- Aim of the exercise: Return the data below exactly, minus the pictures.

- Available records:
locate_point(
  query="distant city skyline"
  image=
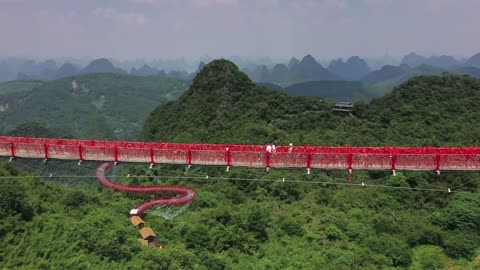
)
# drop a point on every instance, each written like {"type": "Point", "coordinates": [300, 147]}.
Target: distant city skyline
{"type": "Point", "coordinates": [251, 29]}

- Solution for this exercise:
locate_point(
  query="distant city skyline"
  image=
)
# drop a point on every instance, each written like {"type": "Point", "coordinates": [300, 147]}.
Target: distant city skyline
{"type": "Point", "coordinates": [251, 29]}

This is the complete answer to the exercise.